Work to do: Could you copy the items from the line that contains "of the overcast" through the last item, putting "lamp post" in place of "street lamp" and changing nothing else?

━━━━━ Excerpted data ━━━━━

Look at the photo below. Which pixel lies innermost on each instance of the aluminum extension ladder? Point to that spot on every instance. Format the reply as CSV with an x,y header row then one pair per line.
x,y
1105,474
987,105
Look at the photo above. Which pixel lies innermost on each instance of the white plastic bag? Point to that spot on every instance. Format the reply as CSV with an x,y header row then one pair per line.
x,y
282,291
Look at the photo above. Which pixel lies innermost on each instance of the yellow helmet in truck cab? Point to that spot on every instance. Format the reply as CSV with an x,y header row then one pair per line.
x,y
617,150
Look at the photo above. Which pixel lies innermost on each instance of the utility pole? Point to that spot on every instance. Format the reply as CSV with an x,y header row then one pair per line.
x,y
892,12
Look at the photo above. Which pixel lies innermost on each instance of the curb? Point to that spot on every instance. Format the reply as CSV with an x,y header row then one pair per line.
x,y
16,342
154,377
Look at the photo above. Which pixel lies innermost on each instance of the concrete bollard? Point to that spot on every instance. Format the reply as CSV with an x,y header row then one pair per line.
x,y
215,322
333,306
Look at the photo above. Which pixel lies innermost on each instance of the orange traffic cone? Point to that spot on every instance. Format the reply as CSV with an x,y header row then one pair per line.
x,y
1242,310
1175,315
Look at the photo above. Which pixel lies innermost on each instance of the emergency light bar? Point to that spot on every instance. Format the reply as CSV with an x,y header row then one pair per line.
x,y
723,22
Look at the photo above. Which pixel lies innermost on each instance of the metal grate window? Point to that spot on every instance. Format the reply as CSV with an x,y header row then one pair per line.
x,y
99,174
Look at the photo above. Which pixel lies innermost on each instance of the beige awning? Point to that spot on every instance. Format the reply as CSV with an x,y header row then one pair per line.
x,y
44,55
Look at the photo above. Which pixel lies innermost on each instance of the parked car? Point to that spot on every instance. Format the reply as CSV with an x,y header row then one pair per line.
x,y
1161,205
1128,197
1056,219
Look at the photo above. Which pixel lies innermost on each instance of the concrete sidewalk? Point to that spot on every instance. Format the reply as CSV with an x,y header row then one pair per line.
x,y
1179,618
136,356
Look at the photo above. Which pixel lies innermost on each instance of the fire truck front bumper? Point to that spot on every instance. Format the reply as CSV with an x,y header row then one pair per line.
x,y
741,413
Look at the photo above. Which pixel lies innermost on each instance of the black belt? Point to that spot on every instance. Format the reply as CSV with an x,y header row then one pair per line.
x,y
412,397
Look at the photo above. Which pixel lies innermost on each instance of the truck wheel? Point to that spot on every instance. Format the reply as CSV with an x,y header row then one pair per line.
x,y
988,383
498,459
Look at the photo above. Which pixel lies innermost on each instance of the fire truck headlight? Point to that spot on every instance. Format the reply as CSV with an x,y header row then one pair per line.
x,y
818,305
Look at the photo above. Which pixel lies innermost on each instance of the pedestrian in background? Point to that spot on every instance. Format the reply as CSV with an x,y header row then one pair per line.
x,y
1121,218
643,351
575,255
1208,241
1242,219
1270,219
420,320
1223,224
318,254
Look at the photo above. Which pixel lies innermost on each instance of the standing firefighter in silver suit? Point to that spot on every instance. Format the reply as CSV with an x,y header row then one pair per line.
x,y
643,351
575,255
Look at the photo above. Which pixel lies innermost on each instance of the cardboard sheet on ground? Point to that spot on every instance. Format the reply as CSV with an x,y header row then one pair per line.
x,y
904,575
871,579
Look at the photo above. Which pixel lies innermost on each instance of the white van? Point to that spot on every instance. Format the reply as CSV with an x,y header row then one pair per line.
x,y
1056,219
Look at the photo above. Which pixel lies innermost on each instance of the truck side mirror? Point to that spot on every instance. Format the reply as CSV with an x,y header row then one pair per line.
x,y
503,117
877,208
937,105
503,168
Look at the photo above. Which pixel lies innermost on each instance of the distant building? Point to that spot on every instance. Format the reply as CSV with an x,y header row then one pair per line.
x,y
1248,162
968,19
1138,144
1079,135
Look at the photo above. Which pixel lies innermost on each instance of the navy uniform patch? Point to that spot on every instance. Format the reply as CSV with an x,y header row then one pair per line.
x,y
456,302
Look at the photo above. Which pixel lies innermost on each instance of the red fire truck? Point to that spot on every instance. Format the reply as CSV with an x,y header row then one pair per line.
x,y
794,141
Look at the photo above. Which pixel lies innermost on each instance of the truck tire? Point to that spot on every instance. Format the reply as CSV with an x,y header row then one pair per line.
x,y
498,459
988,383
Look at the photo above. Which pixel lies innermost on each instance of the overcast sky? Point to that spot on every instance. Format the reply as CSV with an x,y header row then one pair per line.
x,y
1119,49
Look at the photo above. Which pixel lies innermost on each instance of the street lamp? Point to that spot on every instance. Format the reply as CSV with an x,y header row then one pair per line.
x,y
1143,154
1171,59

━━━━━

Worked solution:
Look at the photo above. Which pixel lies innermost on each instance of the overcast sky? Point to that spot on every instance. Format the reply as CSV with an x,y header row then one pair per line.
x,y
1119,49
Look at the photo above. Which pixel lies innermost on each instance of the lamp post? Point to that spot on every instance. Format the reply as CSV with an x,y header row then one pair per line.
x,y
1143,154
1171,59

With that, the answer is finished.